Begin at the line that contains "Could you please spot the buddha" and repeat every line from there to the end of the records below, inclusive, without adding any other line.
— START —
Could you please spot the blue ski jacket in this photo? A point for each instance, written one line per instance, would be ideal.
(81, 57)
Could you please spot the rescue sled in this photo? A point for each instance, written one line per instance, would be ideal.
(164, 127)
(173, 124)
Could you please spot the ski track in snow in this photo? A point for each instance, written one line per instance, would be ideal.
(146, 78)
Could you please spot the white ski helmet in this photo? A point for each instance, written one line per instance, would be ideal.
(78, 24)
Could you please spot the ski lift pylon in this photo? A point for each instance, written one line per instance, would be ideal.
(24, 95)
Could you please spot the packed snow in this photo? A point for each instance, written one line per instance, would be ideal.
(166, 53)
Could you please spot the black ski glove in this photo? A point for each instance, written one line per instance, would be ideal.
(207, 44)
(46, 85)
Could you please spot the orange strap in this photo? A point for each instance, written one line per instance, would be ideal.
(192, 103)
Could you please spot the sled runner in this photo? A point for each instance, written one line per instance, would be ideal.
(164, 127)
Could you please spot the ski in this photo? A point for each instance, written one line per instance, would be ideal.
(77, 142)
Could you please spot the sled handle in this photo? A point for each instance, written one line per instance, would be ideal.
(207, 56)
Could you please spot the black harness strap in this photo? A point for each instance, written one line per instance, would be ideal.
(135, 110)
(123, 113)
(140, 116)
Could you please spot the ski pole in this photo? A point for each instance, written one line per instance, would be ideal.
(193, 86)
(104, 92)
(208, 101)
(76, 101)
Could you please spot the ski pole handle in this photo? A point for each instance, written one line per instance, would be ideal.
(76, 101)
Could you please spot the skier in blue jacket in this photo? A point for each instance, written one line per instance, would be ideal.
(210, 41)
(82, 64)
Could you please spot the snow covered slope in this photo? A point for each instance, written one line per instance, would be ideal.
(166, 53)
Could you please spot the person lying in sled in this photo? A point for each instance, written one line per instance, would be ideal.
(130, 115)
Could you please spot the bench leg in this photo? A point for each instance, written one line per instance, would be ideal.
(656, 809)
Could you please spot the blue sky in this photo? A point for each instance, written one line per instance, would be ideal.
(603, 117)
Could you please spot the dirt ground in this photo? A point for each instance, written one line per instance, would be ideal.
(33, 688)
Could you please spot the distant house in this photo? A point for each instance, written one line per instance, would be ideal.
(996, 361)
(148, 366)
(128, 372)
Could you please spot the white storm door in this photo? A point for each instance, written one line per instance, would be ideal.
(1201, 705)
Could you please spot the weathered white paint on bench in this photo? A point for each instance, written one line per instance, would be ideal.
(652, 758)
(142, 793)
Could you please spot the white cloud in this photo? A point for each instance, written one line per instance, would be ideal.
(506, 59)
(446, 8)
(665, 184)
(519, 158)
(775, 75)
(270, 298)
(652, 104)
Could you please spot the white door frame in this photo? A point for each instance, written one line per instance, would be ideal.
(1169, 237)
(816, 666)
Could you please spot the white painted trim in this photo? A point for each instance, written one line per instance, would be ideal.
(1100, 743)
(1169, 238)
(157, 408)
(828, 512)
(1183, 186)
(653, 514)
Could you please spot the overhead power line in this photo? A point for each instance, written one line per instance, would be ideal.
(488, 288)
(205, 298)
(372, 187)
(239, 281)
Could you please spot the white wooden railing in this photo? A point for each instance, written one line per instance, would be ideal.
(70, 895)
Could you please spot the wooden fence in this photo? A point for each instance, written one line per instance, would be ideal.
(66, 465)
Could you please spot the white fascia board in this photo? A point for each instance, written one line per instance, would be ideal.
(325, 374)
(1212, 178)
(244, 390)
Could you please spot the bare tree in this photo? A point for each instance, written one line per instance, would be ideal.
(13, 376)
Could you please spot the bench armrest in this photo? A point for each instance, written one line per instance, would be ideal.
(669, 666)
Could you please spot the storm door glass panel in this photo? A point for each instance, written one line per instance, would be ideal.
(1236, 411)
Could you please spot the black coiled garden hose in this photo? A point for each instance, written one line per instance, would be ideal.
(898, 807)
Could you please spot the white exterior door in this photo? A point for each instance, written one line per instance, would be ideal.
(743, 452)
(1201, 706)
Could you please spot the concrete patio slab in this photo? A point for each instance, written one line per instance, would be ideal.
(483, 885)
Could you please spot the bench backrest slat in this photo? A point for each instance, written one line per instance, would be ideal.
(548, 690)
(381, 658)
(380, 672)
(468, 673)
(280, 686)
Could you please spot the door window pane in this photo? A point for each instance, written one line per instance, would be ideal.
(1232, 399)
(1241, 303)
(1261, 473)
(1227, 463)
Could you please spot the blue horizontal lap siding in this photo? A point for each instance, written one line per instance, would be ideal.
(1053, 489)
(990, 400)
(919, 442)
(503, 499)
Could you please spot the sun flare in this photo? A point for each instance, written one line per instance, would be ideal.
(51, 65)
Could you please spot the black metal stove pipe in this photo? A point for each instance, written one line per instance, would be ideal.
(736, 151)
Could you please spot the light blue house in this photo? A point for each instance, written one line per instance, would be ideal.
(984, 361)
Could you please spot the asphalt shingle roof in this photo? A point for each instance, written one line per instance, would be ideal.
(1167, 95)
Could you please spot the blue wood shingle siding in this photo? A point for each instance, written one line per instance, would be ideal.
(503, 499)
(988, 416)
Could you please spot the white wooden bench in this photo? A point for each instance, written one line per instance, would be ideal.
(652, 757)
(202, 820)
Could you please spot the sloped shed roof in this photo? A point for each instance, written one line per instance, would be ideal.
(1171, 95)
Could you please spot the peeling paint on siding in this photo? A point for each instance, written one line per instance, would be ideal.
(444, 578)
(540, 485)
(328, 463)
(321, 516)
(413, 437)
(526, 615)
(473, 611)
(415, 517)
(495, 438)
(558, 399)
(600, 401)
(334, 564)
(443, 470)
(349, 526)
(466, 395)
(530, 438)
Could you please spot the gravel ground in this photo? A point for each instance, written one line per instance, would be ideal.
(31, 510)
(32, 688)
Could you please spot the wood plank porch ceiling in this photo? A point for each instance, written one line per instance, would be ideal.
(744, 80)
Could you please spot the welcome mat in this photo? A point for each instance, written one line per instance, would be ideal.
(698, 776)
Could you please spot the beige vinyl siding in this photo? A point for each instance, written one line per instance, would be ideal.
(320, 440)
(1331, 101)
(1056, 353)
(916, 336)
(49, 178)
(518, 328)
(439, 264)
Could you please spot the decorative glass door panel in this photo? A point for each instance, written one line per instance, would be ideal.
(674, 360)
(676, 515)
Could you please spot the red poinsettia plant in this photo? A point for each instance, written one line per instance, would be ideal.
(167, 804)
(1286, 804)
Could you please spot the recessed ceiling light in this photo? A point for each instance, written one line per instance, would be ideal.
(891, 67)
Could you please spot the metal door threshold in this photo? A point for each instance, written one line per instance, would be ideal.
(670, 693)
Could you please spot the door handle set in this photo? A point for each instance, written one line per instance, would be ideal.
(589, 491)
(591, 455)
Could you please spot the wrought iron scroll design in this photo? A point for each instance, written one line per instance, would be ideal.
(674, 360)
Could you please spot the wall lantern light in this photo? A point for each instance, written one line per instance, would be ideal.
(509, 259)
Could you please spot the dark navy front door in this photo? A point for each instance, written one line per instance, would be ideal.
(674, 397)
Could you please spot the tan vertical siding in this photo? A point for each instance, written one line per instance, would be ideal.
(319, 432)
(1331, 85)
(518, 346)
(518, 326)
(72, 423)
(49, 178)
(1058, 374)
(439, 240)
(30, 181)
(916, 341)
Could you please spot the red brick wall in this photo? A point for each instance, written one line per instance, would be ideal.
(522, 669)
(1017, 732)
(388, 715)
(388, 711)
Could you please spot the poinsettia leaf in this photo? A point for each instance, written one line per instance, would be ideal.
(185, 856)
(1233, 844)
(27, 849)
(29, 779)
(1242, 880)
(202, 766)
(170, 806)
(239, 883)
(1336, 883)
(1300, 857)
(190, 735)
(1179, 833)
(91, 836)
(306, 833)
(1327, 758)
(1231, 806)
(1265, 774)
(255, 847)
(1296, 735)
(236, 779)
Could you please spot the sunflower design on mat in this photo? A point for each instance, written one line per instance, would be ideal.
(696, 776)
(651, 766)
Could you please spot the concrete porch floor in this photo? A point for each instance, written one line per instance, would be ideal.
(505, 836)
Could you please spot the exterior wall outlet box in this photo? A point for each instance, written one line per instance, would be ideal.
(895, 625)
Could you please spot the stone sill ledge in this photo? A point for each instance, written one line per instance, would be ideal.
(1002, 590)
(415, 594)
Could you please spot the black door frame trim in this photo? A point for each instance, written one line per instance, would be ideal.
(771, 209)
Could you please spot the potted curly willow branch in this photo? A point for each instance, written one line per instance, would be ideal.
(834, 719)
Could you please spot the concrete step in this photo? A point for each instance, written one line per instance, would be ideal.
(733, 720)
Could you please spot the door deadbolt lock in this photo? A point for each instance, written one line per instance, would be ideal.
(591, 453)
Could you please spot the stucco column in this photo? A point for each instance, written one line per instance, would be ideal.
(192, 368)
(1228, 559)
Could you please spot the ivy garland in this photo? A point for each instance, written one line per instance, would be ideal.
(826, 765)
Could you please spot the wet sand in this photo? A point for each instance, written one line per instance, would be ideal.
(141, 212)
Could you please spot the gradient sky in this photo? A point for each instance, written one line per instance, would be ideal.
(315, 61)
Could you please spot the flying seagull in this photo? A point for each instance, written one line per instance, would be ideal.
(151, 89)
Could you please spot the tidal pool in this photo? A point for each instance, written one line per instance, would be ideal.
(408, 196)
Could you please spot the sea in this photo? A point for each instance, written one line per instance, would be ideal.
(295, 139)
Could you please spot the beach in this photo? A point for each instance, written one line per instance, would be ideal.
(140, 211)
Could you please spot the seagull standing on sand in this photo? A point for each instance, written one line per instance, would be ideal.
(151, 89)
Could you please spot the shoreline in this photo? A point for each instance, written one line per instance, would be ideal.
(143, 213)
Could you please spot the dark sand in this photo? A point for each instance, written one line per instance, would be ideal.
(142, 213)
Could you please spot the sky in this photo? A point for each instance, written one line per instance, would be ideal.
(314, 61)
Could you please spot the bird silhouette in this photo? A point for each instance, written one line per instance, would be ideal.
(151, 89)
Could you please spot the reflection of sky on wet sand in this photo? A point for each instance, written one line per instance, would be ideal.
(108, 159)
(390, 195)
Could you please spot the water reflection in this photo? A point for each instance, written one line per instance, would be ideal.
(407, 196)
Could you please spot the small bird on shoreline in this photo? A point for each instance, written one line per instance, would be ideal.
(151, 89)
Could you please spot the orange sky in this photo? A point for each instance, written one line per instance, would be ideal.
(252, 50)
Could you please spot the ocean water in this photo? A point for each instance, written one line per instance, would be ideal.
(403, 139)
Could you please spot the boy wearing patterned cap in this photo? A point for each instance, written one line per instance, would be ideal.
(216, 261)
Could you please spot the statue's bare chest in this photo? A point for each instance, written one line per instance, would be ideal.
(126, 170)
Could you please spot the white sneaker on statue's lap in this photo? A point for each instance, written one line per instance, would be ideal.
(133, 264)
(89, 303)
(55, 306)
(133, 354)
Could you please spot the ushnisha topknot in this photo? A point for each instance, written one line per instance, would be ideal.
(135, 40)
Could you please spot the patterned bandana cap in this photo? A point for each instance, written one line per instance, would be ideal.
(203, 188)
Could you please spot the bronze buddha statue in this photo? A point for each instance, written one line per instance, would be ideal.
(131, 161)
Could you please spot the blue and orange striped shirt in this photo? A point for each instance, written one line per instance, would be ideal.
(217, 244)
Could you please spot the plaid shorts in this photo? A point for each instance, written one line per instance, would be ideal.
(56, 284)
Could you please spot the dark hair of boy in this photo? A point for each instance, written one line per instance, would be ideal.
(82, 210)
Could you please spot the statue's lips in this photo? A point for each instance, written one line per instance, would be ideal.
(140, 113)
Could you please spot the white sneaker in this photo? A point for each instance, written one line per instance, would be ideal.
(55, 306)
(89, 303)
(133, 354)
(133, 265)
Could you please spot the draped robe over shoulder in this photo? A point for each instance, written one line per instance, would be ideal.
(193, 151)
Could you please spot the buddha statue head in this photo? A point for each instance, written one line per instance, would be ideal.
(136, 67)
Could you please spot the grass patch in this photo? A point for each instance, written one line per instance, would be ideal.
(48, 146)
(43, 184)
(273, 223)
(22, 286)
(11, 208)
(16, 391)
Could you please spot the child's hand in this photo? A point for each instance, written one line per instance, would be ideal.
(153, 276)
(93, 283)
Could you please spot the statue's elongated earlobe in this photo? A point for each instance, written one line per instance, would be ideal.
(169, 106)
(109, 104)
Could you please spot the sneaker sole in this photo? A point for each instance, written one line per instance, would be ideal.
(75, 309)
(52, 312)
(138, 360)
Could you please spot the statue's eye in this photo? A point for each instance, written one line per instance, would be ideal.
— END —
_EXPECTED OUTPUT:_
Could you please spot the buddha statue head in this photo? A point for each instance, written one line per instance, would be ideal.
(136, 67)
Could you please spot the grass patch in this photo? A point for each instance, written one line per instance, would be ideal.
(48, 146)
(43, 184)
(273, 223)
(22, 286)
(11, 208)
(16, 391)
Could you please spot the child's hand in this photo? A point for each instance, written one line per instance, would be ideal.
(153, 276)
(93, 283)
Could you please spot the statue's elongated earlobe in this photo? A point for each instance, written one line per instance, would be ideal.
(169, 106)
(109, 104)
Could you please spot the sneaker sole in this photo? A point for each instance, written one line per instance, would be ideal.
(75, 309)
(52, 312)
(138, 360)
Could you please spot the statue's eye in this photo? A point for each instance, written one line per instance, would be ideal.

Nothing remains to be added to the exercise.